TEXT SHOWN ::
┌──

"All our projects" so there's other ANIM projects in production? anything you're able to talk about?
Yes, we plan to have a long-running career in the TTRPG space, and have several backburnered!
I’m just gonna rapid-fire these off the top of my head. We don’t know exactly which one of these is coming after Eureka: Investigative Urban Fantasy is fully released, because it is actually our patreon subscribers that vote on that.
Mastadon(title pending)
Yes, this is intentionally misspelled though we might change that in the future in case it hinders search results and stuff. This is a world where dark fantasy and 90s retro-futurism collide, literally. Think of knights with machine guns, space marines with enchanted swords, high-calibre rounds leaving dents in mythril breastplates, and men-at-arms on cybernetic horses. In the distant future of 2016, a scientific experiment on a lunar research station opened a portal to another world. At the same time, in a dimension of sorcery and feudalism, a council of wizards opened a portal to another world, and explorers from each land found themselves in the same mysterious place.
Cultures and technologies have clashed and mixed in these mysterious lands since. The PCs are mercenaries, taking odd, usually violent, jobs to get by.

└──

GIVEN DATA ::
┌──

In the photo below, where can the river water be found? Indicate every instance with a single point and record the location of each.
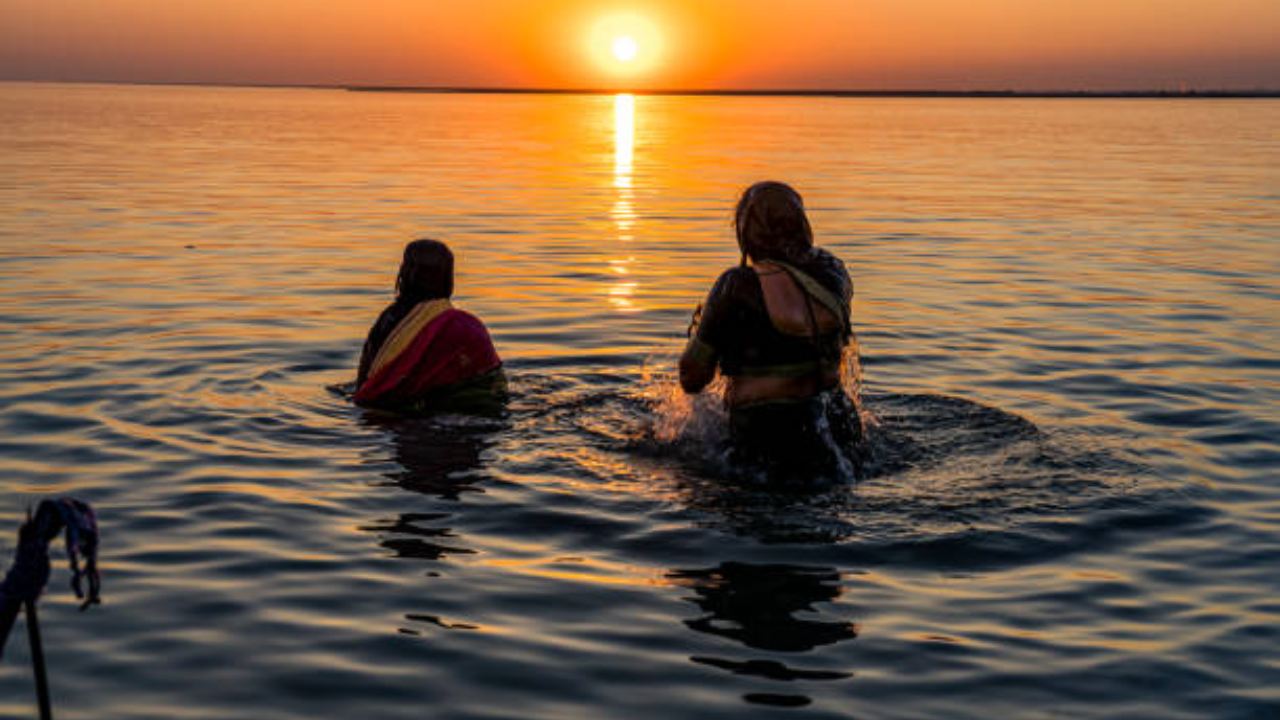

└──

PROBLEMS TO WORK ON ::
**A.** Answer these about the post on upcoming tabletop game projects:
(i) Who decides which project comes after Eureka: Investigative Urban Fantasy?
(ii) In what year did the experiment on the lunar research station open a portal?
(iii) What do the player characters in Mastadon do to get by?
**B.** Carry on the post about upcoming tabletop game projects from its last sentence.
You won't need the data to do this.

TASK RESULTS ::
**A.**
(i) The team's Patreon subscribers vote on it.
(ii) 2016.
(iii) They work as mercenaries, taking odd, usually violent, jobs.

**B.**
Gameplay-wise it’s largely a combat-focused dungeon crawler emulating retro-FPS combat in TTRPG form, with an emphasis on making every type of gun feel totally unique by tying them to entirely different dice mechanics, which in turn makes warriors using these guns strategize entirely differently.
Bone Grinder
Bone Grinder is a “dumber” game, but still with an emphasis on combat. It has a notably more punk and metal aesthetic. Imagine a rocker with a mohawk and leather jacket killing a demon with an axe guitar that is also actually an axe. One of the core mechanics is that players will “bone” the game master by “throwing the bones” at them, which means literally trying to hit them with dice. A successful hit will add a bonus to whatever dice roll comes up when the thrown die lands. When it is the monsters’ turns, the game master will throw that same die right back at them. So if you throw a D6, that’s a D6 attack coming back at your PC next turn. If you throw a D20, that’s a D20 attack coming back at your character next right, so you better make it count, better kill ‘em in one shot!
(We recommend using plastic dice for this one, no metal dice!)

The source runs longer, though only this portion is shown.